◆ Task objective ◆
Please select every line in the listing below that contains the word "wall", and copy each one in full.

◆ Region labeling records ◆
-- start --

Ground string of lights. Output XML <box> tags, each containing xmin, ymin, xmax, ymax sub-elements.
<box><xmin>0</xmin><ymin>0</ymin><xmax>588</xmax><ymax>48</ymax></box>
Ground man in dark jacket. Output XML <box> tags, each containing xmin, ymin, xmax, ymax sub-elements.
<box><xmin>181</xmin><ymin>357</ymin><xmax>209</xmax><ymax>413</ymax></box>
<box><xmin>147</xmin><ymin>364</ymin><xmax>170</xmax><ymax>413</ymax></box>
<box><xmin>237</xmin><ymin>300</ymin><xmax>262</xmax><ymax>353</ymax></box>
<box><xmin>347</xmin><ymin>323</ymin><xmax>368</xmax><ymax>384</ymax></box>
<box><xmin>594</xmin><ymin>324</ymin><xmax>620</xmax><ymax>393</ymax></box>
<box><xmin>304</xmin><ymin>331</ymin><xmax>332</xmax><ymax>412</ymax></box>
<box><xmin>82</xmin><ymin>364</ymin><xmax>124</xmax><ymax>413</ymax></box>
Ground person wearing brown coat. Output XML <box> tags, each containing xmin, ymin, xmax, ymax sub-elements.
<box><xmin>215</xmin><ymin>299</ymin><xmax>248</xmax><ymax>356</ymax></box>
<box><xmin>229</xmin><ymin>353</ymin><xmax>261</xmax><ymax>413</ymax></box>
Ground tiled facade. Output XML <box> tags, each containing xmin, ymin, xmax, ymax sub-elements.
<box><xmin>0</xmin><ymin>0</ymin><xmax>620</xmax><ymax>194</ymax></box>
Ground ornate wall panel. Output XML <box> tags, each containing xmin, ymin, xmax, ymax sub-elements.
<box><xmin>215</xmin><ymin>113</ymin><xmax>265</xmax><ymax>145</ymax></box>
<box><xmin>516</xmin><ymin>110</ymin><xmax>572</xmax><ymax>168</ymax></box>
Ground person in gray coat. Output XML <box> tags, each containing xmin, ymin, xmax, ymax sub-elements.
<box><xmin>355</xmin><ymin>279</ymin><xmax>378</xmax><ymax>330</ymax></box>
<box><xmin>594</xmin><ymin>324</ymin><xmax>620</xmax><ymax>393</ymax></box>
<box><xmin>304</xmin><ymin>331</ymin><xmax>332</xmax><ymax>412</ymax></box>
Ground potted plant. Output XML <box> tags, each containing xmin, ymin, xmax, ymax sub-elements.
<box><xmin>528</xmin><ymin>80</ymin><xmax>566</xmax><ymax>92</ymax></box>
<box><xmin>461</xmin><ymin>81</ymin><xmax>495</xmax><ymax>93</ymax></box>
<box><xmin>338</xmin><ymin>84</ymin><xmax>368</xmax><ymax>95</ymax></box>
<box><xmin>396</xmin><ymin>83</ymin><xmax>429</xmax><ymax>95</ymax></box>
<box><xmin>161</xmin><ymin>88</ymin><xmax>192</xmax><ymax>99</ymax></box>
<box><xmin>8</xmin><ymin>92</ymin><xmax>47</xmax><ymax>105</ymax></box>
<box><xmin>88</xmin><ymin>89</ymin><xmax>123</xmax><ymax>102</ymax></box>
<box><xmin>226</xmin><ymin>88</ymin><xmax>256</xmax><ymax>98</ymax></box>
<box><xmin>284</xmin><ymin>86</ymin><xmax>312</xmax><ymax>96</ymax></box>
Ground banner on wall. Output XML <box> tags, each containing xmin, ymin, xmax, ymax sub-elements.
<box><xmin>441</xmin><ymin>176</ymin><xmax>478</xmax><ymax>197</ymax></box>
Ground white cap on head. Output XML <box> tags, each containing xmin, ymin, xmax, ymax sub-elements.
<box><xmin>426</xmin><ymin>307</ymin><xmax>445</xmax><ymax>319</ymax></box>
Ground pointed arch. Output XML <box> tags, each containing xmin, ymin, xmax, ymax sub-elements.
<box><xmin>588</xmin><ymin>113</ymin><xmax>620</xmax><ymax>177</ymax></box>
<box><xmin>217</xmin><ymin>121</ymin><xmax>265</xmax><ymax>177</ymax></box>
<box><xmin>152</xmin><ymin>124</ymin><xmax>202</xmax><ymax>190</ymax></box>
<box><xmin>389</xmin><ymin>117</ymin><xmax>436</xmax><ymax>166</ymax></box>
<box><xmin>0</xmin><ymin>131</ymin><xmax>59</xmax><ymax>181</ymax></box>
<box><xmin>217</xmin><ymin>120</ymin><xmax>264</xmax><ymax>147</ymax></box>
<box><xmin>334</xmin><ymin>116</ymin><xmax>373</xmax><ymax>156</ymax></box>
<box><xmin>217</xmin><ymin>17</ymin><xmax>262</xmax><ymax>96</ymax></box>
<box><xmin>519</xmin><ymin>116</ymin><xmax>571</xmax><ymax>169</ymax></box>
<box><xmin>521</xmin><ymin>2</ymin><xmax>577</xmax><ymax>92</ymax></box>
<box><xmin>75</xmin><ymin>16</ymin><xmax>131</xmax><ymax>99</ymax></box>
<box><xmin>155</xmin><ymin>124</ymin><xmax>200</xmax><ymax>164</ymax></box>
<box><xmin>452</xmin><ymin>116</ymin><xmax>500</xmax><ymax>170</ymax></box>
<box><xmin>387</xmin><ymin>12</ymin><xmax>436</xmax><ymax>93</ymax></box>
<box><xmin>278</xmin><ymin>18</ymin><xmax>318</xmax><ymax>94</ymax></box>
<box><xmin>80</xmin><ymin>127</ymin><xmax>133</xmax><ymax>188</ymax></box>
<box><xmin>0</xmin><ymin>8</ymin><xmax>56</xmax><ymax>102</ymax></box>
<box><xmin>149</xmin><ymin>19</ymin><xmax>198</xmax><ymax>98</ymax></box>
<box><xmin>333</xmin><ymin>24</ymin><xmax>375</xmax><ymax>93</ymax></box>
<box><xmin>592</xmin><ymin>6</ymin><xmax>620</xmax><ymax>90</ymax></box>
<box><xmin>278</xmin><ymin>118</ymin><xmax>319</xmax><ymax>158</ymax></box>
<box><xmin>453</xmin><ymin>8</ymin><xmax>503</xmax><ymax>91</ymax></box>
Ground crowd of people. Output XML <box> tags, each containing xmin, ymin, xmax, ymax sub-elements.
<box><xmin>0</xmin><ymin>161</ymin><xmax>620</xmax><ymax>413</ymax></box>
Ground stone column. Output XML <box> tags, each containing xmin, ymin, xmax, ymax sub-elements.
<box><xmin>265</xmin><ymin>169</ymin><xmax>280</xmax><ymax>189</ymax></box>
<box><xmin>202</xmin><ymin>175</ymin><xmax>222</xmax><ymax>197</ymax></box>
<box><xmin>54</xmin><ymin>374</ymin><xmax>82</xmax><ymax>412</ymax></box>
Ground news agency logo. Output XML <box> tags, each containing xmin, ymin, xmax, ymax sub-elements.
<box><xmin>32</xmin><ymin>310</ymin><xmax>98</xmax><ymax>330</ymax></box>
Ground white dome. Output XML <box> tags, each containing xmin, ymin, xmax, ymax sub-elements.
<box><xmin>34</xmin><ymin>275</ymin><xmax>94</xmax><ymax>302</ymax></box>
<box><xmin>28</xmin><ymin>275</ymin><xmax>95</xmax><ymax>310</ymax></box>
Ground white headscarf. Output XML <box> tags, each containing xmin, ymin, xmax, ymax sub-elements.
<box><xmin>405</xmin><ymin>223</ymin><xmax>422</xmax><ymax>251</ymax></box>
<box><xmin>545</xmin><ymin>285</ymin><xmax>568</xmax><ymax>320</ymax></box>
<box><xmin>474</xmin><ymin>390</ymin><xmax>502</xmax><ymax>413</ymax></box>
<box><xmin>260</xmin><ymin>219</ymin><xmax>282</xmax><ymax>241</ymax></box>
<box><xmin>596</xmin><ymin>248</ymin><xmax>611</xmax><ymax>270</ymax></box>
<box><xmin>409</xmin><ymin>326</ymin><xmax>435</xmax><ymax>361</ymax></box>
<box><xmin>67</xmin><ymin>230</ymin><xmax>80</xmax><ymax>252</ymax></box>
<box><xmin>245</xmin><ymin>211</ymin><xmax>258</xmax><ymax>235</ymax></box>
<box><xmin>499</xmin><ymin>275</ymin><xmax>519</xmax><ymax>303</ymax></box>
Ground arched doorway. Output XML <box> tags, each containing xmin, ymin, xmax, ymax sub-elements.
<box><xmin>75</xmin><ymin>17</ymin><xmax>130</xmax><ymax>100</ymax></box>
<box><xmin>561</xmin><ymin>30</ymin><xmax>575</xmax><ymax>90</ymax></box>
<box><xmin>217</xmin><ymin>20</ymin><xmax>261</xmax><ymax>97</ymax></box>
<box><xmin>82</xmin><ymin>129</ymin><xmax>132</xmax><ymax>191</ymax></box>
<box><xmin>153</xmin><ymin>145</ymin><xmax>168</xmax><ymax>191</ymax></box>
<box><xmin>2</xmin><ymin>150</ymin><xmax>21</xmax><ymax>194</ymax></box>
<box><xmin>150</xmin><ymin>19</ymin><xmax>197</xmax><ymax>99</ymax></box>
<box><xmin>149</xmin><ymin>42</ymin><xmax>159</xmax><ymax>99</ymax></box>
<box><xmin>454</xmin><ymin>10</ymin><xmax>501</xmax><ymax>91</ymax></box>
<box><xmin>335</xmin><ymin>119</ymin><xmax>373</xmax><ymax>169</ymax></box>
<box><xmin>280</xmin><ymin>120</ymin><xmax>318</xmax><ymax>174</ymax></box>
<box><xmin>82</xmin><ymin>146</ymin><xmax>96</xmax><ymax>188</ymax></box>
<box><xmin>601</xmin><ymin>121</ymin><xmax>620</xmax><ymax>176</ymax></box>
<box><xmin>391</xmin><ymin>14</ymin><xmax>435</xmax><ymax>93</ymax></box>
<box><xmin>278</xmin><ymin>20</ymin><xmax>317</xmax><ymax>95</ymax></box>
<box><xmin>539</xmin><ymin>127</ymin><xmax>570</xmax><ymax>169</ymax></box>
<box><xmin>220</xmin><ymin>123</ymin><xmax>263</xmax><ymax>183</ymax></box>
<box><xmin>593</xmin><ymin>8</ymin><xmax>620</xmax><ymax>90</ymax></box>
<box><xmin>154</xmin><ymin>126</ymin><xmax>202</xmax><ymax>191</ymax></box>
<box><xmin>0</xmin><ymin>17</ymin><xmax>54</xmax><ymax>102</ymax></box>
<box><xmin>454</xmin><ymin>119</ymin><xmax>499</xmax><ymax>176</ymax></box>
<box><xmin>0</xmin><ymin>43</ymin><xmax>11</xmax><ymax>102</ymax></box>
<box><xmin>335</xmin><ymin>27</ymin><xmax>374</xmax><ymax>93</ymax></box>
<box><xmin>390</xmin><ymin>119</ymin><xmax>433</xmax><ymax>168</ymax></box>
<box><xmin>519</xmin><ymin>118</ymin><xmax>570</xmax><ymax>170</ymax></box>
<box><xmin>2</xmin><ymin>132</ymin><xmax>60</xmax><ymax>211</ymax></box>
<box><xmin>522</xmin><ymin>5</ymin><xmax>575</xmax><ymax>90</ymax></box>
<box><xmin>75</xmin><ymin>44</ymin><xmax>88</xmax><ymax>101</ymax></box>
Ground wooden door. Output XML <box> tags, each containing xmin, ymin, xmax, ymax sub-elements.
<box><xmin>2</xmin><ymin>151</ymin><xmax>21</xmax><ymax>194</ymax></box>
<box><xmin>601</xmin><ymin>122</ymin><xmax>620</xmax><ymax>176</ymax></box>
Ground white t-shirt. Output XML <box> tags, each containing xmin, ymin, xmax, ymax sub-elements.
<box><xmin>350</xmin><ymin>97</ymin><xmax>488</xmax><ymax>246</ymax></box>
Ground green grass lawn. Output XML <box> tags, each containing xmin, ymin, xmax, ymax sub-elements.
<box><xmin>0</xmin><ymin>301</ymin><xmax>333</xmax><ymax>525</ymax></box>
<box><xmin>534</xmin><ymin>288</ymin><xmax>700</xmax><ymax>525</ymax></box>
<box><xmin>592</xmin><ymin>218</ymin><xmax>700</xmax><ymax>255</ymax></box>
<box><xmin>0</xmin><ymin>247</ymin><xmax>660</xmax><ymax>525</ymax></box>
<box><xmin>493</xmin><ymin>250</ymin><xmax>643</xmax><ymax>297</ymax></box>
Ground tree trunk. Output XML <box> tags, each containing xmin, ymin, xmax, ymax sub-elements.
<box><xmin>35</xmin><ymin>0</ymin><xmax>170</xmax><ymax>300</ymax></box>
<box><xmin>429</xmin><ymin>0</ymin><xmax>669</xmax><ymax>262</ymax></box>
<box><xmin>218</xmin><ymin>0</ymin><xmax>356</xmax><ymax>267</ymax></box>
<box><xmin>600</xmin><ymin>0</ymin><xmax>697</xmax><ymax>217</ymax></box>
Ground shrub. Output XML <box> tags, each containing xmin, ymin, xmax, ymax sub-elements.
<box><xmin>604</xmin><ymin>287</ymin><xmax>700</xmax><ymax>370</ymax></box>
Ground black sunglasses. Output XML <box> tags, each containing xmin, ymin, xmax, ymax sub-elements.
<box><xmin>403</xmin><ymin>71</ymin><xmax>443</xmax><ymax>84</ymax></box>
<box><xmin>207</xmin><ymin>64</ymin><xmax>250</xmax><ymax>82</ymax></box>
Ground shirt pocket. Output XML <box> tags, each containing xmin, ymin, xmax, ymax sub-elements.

-- end --

◆ Solution to the exercise ◆
Ground ornate wall panel. Output XML <box> tags, each containing xmin, ymin, xmax, ymax sub-elements.
Ground banner on wall. Output XML <box> tags, each containing xmin, ymin, xmax, ymax sub-elements.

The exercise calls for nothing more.